Look below for the line containing "x=220, y=177"; from there through the line containing "x=601, y=290", both lines included, please set down each line exactly and nothing else.

[Saved data entries]
______

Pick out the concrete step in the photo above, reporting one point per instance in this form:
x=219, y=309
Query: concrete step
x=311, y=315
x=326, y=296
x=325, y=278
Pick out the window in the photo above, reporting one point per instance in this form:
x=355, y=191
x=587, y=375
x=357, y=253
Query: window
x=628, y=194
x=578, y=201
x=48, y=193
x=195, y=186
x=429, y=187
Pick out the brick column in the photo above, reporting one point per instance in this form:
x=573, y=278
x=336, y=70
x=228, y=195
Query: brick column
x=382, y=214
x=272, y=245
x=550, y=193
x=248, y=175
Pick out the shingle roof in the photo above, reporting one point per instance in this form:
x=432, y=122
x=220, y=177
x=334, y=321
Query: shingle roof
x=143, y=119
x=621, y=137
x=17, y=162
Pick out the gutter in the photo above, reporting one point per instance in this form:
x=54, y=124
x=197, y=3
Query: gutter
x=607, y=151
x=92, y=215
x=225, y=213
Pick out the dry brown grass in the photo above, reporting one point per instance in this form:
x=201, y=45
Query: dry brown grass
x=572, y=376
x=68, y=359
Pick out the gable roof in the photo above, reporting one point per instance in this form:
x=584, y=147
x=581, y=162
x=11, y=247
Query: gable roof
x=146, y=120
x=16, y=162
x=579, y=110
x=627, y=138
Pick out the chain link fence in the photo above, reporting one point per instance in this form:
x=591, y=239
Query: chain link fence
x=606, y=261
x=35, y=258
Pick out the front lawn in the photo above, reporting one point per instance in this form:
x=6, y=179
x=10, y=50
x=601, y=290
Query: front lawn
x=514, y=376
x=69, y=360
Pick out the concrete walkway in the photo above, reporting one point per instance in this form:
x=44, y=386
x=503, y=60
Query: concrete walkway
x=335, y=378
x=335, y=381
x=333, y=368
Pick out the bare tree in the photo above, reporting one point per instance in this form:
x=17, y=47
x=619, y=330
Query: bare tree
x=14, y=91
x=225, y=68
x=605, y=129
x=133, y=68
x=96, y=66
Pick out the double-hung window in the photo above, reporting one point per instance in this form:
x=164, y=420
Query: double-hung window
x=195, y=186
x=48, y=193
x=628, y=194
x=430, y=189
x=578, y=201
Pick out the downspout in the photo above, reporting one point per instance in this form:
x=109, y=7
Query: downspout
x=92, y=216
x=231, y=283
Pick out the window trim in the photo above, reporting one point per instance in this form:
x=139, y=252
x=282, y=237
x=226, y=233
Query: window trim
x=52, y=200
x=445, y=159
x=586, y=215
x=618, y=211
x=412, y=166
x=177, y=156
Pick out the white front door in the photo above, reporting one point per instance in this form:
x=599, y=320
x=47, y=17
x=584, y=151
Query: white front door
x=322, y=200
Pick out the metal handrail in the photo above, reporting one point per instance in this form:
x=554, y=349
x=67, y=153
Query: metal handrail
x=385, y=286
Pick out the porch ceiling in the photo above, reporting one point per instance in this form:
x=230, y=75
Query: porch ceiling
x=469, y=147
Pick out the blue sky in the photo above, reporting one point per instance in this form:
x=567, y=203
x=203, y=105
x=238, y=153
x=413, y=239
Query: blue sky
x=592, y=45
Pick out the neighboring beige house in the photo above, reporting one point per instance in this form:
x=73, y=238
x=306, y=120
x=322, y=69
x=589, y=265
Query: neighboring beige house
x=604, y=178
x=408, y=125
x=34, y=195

______

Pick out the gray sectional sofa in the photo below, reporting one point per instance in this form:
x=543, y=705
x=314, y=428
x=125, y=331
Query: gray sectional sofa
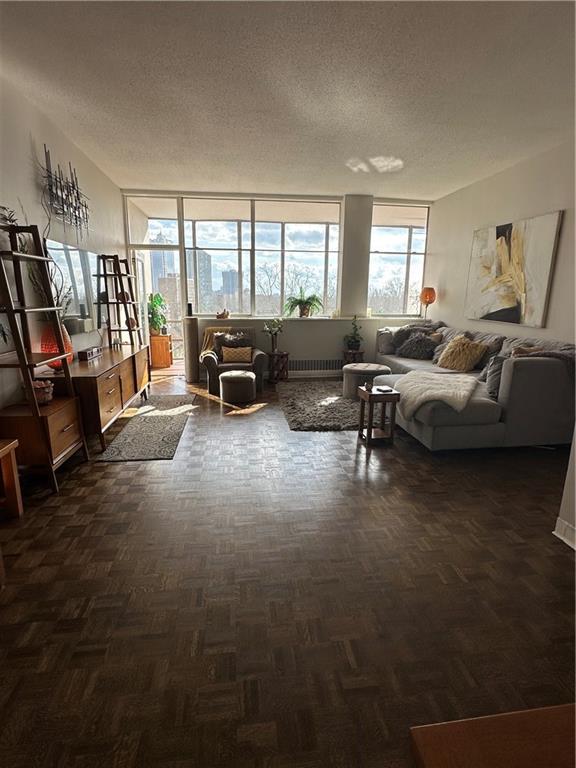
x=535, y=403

______

[RESPONSE BOX]
x=220, y=177
x=334, y=321
Query: shingle roof
x=143, y=119
x=621, y=137
x=17, y=162
Pick out the gutter in the photo above, reporting one point per instance in this form:
x=54, y=124
x=197, y=3
Query: gutter
x=607, y=151
x=92, y=215
x=225, y=213
Pick out the dry brown grass in the photo above, reporting one point per instance in this form:
x=201, y=45
Query: dry brown grass
x=572, y=376
x=68, y=359
Pick out the gable roof in the photo above, reporting one point per instance in this form:
x=584, y=147
x=581, y=162
x=11, y=247
Query: gable roof
x=146, y=120
x=16, y=162
x=579, y=110
x=627, y=138
Pick out the chain link fence in the photo above, reporting one point per instance in this form:
x=591, y=239
Query: chain link fence
x=606, y=261
x=35, y=258
Pick out the front lawn in the photo above, reporting one point per instance in this form:
x=6, y=179
x=10, y=50
x=601, y=290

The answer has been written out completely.